* [Requirement]: Each entry below must be written out exactly, with pictures left out.

* [Extracted entries]:
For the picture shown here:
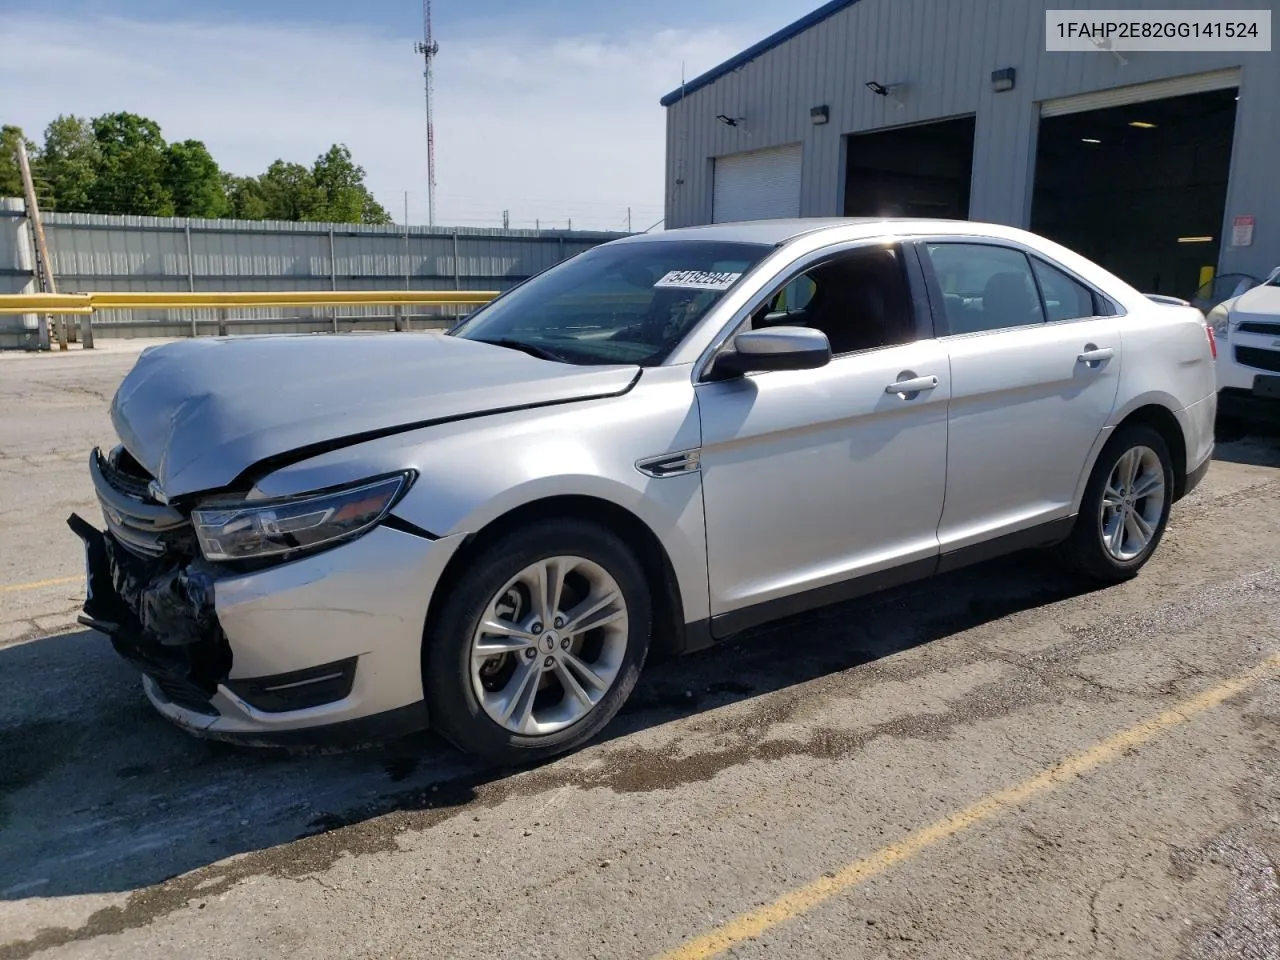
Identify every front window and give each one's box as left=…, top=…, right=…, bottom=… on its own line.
left=450, top=240, right=772, bottom=366
left=750, top=244, right=917, bottom=355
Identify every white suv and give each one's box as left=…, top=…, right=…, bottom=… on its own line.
left=1209, top=266, right=1280, bottom=430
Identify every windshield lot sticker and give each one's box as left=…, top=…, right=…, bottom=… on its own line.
left=654, top=270, right=743, bottom=291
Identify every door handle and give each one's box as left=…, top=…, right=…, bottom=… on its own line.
left=1077, top=345, right=1114, bottom=366
left=885, top=374, right=939, bottom=396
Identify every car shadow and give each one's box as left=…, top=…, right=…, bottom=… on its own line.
left=1212, top=430, right=1280, bottom=468
left=0, top=549, right=1100, bottom=901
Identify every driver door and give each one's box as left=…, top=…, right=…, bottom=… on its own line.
left=695, top=242, right=950, bottom=631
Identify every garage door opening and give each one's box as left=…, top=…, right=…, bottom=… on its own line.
left=843, top=116, right=976, bottom=219
left=1031, top=86, right=1239, bottom=301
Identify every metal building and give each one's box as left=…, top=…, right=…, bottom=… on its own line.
left=662, top=0, right=1278, bottom=299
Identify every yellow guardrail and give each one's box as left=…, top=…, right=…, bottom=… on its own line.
left=0, top=293, right=94, bottom=315
left=0, top=290, right=499, bottom=315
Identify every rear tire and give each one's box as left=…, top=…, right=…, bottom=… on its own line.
left=424, top=519, right=651, bottom=766
left=1058, top=424, right=1175, bottom=583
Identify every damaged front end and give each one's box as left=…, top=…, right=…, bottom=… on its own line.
left=69, top=446, right=232, bottom=716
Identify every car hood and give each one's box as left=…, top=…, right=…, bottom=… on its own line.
left=111, top=334, right=639, bottom=498
left=1233, top=283, right=1280, bottom=322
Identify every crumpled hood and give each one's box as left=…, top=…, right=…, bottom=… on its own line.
left=111, top=334, right=638, bottom=498
left=1232, top=284, right=1280, bottom=323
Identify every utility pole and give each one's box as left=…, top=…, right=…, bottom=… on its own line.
left=502, top=209, right=510, bottom=230
left=414, top=0, right=441, bottom=228
left=403, top=191, right=411, bottom=290
left=15, top=139, right=63, bottom=350
left=627, top=207, right=632, bottom=232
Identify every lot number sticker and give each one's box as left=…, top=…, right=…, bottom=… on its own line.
left=654, top=270, right=743, bottom=291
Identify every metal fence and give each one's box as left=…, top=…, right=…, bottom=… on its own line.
left=0, top=200, right=626, bottom=344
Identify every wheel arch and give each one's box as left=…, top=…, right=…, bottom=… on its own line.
left=1115, top=404, right=1189, bottom=500
left=1073, top=400, right=1192, bottom=513
left=421, top=495, right=691, bottom=666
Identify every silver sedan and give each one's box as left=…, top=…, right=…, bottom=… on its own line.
left=73, top=218, right=1218, bottom=764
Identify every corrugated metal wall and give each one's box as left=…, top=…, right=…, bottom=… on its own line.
left=0, top=208, right=625, bottom=326
left=664, top=0, right=1280, bottom=280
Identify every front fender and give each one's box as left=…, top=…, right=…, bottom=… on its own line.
left=249, top=369, right=712, bottom=624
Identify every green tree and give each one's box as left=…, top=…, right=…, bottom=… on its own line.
left=309, top=144, right=391, bottom=224
left=222, top=173, right=268, bottom=220
left=258, top=160, right=321, bottom=220
left=89, top=112, right=173, bottom=216
left=360, top=190, right=393, bottom=225
left=14, top=114, right=392, bottom=224
left=33, top=115, right=99, bottom=211
left=0, top=125, right=36, bottom=199
left=165, top=139, right=228, bottom=218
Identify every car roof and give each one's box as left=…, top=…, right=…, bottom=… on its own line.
left=612, top=217, right=1037, bottom=248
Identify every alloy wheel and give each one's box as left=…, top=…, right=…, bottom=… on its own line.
left=1098, top=445, right=1166, bottom=562
left=469, top=555, right=629, bottom=736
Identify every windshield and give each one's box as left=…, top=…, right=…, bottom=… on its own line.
left=1268, top=267, right=1280, bottom=287
left=450, top=239, right=772, bottom=366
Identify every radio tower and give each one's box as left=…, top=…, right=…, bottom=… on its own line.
left=414, top=0, right=440, bottom=227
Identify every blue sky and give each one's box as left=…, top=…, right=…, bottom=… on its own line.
left=2, top=1, right=819, bottom=228
left=22, top=0, right=794, bottom=36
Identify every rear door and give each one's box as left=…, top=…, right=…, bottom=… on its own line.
left=918, top=240, right=1124, bottom=553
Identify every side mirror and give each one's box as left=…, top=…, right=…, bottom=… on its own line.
left=710, top=326, right=832, bottom=378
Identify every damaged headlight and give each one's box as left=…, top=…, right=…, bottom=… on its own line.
left=191, top=473, right=413, bottom=563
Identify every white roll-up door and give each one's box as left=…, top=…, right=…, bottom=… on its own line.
left=712, top=144, right=802, bottom=223
left=1039, top=68, right=1241, bottom=118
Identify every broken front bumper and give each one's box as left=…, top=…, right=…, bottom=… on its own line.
left=70, top=512, right=230, bottom=716
left=71, top=456, right=465, bottom=744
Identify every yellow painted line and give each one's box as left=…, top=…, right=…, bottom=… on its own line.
left=655, top=653, right=1280, bottom=960
left=0, top=575, right=82, bottom=595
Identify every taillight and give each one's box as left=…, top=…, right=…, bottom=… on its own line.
left=1205, top=324, right=1218, bottom=360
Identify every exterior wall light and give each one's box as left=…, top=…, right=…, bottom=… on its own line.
left=811, top=105, right=830, bottom=125
left=991, top=68, right=1016, bottom=93
left=864, top=81, right=906, bottom=108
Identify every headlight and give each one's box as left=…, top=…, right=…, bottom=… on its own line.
left=192, top=473, right=413, bottom=563
left=1206, top=303, right=1231, bottom=342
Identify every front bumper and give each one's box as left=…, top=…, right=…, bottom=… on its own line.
left=73, top=514, right=464, bottom=744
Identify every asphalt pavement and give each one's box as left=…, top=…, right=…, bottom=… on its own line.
left=1, top=340, right=1278, bottom=960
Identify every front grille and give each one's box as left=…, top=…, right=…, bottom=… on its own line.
left=99, top=448, right=153, bottom=499
left=1235, top=346, right=1280, bottom=374
left=1238, top=321, right=1280, bottom=336
left=91, top=448, right=190, bottom=558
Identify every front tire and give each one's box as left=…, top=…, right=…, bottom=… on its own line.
left=424, top=519, right=651, bottom=766
left=1059, top=424, right=1175, bottom=583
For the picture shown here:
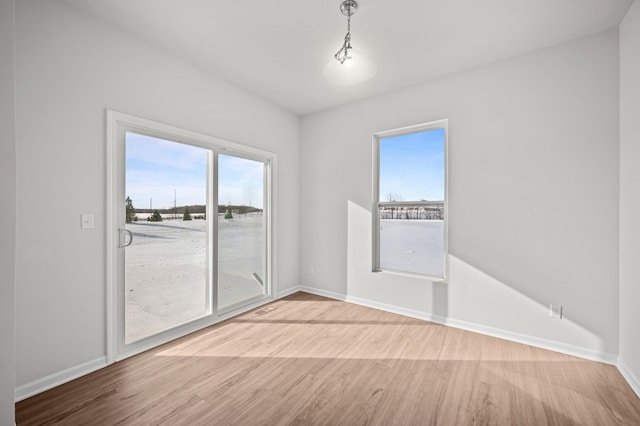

* [Exercise solution]:
For the picture shown here:
Identify every front window and give each one's box as left=…, top=…, right=…, bottom=… on its own line.
left=450, top=240, right=772, bottom=366
left=750, top=244, right=917, bottom=355
Identify every white suv and give each one's box as left=…, top=…, right=…, bottom=… on its own line.
left=1209, top=266, right=1280, bottom=430
Identify every windshield lot sticker and give each one's box as left=…, top=…, right=…, bottom=… on its own line.
left=654, top=270, right=743, bottom=291
Identify every door handle and give each one's box as left=…, top=…, right=…, bottom=… on its own line.
left=1077, top=345, right=1114, bottom=366
left=885, top=374, right=939, bottom=396
Identify every car shadow and give each one's box as left=…, top=…, right=…, bottom=… on its own line.
left=1212, top=430, right=1280, bottom=468
left=0, top=549, right=1100, bottom=901
Identify every driver door and give each one's box as left=…, top=…, right=…, bottom=… on its own line.
left=695, top=242, right=950, bottom=631
Identify every garage door opening and give each one's box as left=…, top=…, right=…, bottom=… on its own line.
left=843, top=116, right=976, bottom=219
left=1031, top=86, right=1239, bottom=301
Identify every metal building and give each one's box as left=…, top=…, right=…, bottom=… on its own line.
left=662, top=0, right=1278, bottom=299
Identify every yellow guardrail and give each one's box as left=…, top=…, right=…, bottom=… on its own line.
left=0, top=293, right=94, bottom=315
left=0, top=290, right=499, bottom=315
Identify every rear tire and give each one's box as left=…, top=…, right=…, bottom=… on its own line.
left=424, top=519, right=651, bottom=766
left=1058, top=424, right=1175, bottom=583
Identify every damaged front end and give each one's box as left=…, top=…, right=…, bottom=… on its own line.
left=69, top=446, right=232, bottom=716
Identify every car hood and give each one's box as left=…, top=…, right=…, bottom=… on its own line.
left=111, top=334, right=639, bottom=498
left=1233, top=283, right=1280, bottom=322
Identify every crumpled hood and give each one's box as left=…, top=…, right=…, bottom=… on its own line.
left=111, top=334, right=638, bottom=498
left=1232, top=284, right=1280, bottom=323
Identify every utility pole and give each one's box as left=…, top=…, right=…, bottom=… on its own line.
left=502, top=209, right=510, bottom=230
left=414, top=0, right=441, bottom=228
left=403, top=191, right=411, bottom=290
left=15, top=139, right=63, bottom=350
left=627, top=207, right=632, bottom=232
Identify every lot number sticker and give each one's box as left=…, top=…, right=…, bottom=… on its own line.
left=654, top=270, right=743, bottom=291
Identify every metal fence and give each one's box as left=…, top=…, right=…, bottom=… on its own line.
left=0, top=200, right=626, bottom=344
Identify every wheel arch and give each one's box as left=…, top=…, right=…, bottom=… on its own line.
left=1115, top=404, right=1189, bottom=500
left=1073, top=400, right=1192, bottom=513
left=421, top=495, right=691, bottom=666
Identify every silver sedan and give each one's box as left=…, top=…, right=…, bottom=… on its own line.
left=73, top=218, right=1218, bottom=764
Identify every corrugated metal wall and give each one's box as left=…, top=…, right=…, bottom=… on its own line.
left=0, top=208, right=625, bottom=326
left=664, top=0, right=1280, bottom=280
Identify every front fender and give each one's box as left=…, top=…, right=…, bottom=… on its own line.
left=249, top=369, right=712, bottom=624
Identify every green tree and give each one's box as left=…, top=…, right=…, bottom=… on its own line.
left=309, top=144, right=391, bottom=224
left=222, top=173, right=268, bottom=220
left=258, top=160, right=321, bottom=220
left=89, top=112, right=173, bottom=216
left=360, top=190, right=393, bottom=225
left=14, top=114, right=392, bottom=224
left=33, top=115, right=99, bottom=211
left=0, top=125, right=36, bottom=199
left=165, top=139, right=228, bottom=218
Identify every car roof and give each one's box as left=…, top=…, right=…, bottom=… on its own line.
left=612, top=217, right=1037, bottom=248
Identify every alloy wheel and give each one's box as left=…, top=…, right=…, bottom=… on its own line.
left=1098, top=445, right=1166, bottom=562
left=469, top=555, right=629, bottom=736
Identify every windshield and give each one's box as left=…, top=…, right=…, bottom=… on its own line.
left=1268, top=267, right=1280, bottom=287
left=450, top=239, right=772, bottom=366
Identify every radio tower and give each one's box as left=…, top=…, right=…, bottom=… on its own line.
left=414, top=0, right=440, bottom=227
Identify every blue sky and give each one's box as left=…, top=…, right=…, bottom=… on its own line.
left=2, top=1, right=819, bottom=228
left=22, top=0, right=794, bottom=36
Identify every rear door and give each one's box as left=…, top=…, right=…, bottom=… on its own line.
left=918, top=240, right=1124, bottom=553
Identify every side mirror and give each one's box as left=…, top=…, right=…, bottom=… on its own line.
left=710, top=326, right=832, bottom=378
Identify every damaged headlight and give each one's box as left=…, top=…, right=…, bottom=… on its own line.
left=191, top=473, right=413, bottom=563
Identify every white roll-up door and give each one's box as left=…, top=…, right=…, bottom=… on its own line.
left=712, top=144, right=802, bottom=223
left=1039, top=68, right=1241, bottom=118
Identify every broken front bumper and give each one's box as left=…, top=…, right=…, bottom=… on its own line.
left=70, top=512, right=230, bottom=716
left=71, top=456, right=465, bottom=744
Identify every yellow painted line and give each one's box as left=…, top=…, right=…, bottom=… on its own line.
left=655, top=653, right=1280, bottom=960
left=0, top=575, right=82, bottom=595
Identify every taillight and give each one's box as left=…, top=…, right=…, bottom=… on its own line.
left=1205, top=324, right=1218, bottom=360
Identify every exterior wall light and give each one's box as left=…, top=…, right=…, bottom=… on its own line.
left=811, top=105, right=830, bottom=125
left=991, top=68, right=1016, bottom=93
left=864, top=81, right=906, bottom=108
Identify every headlight and give each one's box as left=…, top=…, right=…, bottom=… on its own line.
left=192, top=473, right=413, bottom=563
left=1206, top=303, right=1231, bottom=342
Identify every front bumper and give each one's box as left=…, top=…, right=…, bottom=… on its own line.
left=73, top=514, right=464, bottom=744
Identify every asphalt pavement and give each one's box as left=…, top=…, right=…, bottom=… on its own line.
left=1, top=340, right=1278, bottom=960
Identify every front grille and give each one's box as left=…, top=…, right=…, bottom=… on its own line.
left=99, top=448, right=153, bottom=499
left=1235, top=346, right=1280, bottom=374
left=1238, top=321, right=1280, bottom=336
left=91, top=448, right=190, bottom=558
Identify every front tire and give each one's box as left=…, top=…, right=…, bottom=… on its own line.
left=424, top=519, right=651, bottom=766
left=1059, top=424, right=1175, bottom=583
For the picture shown here:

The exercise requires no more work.